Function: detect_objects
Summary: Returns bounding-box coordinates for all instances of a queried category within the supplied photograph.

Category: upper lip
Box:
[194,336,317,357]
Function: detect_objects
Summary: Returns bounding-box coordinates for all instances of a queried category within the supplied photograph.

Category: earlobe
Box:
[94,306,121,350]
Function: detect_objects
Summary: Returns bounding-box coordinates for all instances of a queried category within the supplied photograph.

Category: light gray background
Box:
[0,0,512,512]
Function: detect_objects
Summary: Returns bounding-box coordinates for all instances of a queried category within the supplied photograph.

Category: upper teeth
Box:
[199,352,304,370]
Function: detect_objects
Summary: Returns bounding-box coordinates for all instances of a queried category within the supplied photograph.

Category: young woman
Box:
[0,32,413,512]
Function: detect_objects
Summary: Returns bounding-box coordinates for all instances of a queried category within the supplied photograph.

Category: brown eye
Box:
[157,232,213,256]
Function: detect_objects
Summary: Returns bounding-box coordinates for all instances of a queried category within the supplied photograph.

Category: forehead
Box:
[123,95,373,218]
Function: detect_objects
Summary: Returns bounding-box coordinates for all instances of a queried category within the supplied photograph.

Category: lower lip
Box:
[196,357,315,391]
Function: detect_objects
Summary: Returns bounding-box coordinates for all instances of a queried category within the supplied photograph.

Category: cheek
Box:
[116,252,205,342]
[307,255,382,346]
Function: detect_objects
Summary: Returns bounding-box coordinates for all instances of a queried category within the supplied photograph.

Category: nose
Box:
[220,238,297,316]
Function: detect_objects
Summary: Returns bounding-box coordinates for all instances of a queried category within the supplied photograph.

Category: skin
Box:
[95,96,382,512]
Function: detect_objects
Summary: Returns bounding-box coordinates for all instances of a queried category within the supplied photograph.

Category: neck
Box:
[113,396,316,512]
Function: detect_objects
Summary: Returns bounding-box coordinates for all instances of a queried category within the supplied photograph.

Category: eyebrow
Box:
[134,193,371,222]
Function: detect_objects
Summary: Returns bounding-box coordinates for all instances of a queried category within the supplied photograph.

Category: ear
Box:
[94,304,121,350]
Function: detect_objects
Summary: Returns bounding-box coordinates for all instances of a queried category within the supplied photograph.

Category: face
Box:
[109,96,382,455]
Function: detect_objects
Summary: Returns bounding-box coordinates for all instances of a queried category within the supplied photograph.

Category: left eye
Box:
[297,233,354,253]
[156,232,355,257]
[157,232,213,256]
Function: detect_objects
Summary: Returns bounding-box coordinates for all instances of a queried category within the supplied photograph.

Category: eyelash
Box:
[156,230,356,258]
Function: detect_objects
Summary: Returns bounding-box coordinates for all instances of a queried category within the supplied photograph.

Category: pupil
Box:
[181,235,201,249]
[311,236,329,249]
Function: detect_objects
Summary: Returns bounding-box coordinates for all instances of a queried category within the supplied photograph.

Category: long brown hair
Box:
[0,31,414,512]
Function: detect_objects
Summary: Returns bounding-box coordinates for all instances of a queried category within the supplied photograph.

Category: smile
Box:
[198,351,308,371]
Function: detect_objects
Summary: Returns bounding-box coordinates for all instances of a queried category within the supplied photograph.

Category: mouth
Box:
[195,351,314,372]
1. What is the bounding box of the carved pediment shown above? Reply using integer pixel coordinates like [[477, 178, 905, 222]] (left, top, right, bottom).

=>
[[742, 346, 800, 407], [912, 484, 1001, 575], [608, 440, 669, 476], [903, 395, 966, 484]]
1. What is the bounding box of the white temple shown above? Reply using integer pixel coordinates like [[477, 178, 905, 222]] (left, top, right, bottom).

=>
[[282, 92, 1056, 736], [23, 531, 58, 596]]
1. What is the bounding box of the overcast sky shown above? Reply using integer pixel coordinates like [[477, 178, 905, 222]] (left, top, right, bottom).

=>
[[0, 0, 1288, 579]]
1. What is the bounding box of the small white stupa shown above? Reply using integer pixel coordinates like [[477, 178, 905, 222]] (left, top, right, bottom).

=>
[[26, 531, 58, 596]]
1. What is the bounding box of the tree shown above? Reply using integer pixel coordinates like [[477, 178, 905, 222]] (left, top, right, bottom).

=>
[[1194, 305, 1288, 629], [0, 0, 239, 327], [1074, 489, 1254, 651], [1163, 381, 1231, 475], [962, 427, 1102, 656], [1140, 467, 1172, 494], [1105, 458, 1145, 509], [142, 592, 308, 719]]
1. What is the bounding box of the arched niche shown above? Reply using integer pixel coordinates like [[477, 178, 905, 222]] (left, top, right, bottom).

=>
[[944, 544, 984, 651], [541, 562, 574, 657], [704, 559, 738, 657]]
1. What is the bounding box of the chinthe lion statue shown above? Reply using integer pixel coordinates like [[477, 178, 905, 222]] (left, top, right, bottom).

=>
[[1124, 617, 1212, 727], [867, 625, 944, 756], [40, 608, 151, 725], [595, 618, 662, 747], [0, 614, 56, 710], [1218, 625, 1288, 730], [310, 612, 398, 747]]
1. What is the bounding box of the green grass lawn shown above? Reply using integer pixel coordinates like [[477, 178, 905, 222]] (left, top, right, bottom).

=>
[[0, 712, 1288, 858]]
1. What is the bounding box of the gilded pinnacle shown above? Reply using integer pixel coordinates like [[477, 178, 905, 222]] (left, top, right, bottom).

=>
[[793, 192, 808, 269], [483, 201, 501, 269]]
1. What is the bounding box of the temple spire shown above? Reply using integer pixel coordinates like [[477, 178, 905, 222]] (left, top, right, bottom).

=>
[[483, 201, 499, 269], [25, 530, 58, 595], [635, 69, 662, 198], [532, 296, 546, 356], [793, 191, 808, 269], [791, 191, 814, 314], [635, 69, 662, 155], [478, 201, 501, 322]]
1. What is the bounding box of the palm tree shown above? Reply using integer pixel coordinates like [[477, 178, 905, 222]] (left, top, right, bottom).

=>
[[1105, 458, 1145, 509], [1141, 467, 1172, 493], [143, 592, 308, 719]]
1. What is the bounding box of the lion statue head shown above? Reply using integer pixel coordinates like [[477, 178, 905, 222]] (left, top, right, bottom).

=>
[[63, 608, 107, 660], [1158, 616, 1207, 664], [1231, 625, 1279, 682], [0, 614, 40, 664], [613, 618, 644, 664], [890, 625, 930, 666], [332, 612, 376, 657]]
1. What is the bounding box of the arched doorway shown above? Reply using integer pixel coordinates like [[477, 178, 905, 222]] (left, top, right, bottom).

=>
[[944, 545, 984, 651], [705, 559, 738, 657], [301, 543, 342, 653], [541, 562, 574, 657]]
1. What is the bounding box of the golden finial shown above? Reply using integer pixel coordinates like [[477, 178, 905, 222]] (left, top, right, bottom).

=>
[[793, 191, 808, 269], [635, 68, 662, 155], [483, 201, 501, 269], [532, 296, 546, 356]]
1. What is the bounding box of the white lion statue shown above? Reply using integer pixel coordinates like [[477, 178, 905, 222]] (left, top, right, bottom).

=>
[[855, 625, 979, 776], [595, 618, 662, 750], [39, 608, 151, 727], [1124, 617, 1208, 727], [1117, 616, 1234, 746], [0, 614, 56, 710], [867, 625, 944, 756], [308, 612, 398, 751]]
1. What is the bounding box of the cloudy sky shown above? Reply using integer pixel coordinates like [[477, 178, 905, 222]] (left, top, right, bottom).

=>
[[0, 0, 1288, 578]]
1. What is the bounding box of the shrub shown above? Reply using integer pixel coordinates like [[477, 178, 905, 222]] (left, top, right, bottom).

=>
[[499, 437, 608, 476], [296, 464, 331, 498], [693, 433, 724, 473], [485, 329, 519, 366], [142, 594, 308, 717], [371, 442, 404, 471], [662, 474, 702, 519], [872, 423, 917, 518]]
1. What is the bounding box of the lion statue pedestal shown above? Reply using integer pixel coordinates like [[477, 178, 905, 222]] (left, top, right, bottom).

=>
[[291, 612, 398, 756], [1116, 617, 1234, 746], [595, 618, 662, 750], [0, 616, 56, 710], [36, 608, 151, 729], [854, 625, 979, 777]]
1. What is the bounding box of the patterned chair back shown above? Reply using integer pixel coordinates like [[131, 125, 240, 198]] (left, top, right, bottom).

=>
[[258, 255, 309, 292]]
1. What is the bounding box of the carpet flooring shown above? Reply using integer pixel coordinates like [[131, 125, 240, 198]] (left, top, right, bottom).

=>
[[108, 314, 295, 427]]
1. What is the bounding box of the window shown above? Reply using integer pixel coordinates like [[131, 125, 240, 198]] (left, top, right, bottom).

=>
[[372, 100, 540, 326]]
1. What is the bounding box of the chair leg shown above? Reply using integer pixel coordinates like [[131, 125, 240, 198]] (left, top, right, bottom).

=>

» Description of the task: Please show every line in the records above that contains the string "brown", copying each one in full. Case counts.

» Written reply:
Category: brown eye
Category: long brown hair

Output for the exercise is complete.